▶ **TEXT TO READ**
◆ ◆ ◆

Murder Up in North Brooklyn, Down in South
The number of murders in North Brooklyn spiked 34 percent in the first half of the year while just about every other comman center saw declines. There were 59 homicides in the Brooklyn North Command (which includes precincts 73, 75, 77, 79, 81, 83, 84, 88, 90, and 94) through June 10 this year, versus…

The number of murders in North Brooklyn spiked 34 percent in the first half of the year while just about every other comman center saw declines. There were 59 homicides in the Brooklyn North Command (which includes precincts 73, 75, 77, 79, 81, 83, 84, 88, 90, and 94) through June 10 this year, versus 44 in the same period in 2006 and 36 in 2005. The main cause? According to John Jay College’s Richard Curtis, it’s a rise in “disrespect shootings” by teens, which includes such death-worthy offenses as looking at someone’s girlfriend the wrong way, as someone did around the corner from our house last year. Of course, all parts of North Brooklyn are not created equal. While murders in Bushwick’s 83rd Precinct rose from 2 to 6 in the first half of 2007, Brooklyn Heights and Boerum Hill have none for the second year running. Street crime in those tony nabes has risen considerably though: Robbery is up 21 percent, assault 12 percent and grand larceny 4 percent this year. None of this is exactly news for real estate brokers to play up.

◆ ◆ ◆

(Entries from a point annotation set)
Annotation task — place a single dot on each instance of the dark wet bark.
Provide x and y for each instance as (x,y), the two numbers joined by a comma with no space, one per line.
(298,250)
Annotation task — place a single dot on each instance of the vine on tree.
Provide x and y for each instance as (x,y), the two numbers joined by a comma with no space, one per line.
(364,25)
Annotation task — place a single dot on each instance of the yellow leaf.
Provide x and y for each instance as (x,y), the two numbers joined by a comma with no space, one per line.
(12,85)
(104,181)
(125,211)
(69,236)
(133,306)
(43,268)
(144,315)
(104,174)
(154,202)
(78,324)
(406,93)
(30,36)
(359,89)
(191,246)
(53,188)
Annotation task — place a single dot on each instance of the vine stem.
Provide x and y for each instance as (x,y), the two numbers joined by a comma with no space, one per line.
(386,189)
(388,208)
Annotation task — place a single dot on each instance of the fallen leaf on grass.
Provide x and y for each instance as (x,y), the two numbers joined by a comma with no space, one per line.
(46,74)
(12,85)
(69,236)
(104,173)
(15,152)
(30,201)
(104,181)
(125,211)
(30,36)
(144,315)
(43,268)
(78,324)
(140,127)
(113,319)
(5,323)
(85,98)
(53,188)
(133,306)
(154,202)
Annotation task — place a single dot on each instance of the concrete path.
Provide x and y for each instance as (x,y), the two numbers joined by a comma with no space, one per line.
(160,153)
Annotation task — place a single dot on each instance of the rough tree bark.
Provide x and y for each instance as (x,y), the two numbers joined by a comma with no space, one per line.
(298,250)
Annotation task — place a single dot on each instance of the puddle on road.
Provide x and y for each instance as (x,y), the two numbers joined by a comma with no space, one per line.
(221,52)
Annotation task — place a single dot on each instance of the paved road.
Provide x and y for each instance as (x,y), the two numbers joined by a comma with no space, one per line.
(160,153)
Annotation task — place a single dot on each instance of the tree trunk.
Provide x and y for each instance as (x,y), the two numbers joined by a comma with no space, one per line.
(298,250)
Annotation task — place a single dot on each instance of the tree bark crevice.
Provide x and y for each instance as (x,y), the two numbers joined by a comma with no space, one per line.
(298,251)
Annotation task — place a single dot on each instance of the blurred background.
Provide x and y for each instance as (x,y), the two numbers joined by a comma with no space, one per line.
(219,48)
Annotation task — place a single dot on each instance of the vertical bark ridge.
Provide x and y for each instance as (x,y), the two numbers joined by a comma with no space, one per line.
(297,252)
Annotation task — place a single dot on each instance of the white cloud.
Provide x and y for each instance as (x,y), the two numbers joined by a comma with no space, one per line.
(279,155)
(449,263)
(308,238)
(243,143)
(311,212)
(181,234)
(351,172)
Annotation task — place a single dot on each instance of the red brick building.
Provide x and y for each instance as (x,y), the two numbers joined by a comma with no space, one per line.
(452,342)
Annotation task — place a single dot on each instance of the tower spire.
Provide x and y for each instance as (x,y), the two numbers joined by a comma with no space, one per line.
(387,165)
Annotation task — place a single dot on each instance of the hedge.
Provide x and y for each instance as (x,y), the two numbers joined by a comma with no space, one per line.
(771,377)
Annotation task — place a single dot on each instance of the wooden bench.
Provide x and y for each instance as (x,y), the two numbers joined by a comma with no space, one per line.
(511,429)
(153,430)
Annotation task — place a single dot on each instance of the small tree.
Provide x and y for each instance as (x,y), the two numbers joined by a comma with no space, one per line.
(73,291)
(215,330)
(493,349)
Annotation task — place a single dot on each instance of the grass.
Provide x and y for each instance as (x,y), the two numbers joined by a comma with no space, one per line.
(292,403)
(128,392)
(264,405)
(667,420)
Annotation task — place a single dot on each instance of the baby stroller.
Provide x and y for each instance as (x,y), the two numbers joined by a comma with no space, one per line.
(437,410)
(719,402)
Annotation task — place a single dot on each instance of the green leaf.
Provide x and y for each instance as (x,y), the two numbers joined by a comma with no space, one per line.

◆ ◆ ◆

▶ **THE TASKS**
**a.** In the article on Brooklyn murders, how many homicides did the Brooklyn North Command record through June 10 this year?
**b.** Using the article on Brooklyn murders, explain what is given as the main cause of the rise in murders in North Brooklyn and who offers that explanation.
The lines are separate material that has nothing to do with the article on Brooklyn murders.

▶ **ANSWERS FOR THE EXERCISE**
**a.** 59 homicides.

**b.** Richard Curtis of John Jay College attributes the rise mainly to an increase in "disrespect shootings" by teens. These include shootings over offenses such as looking at someone's girlfriend the wrong way.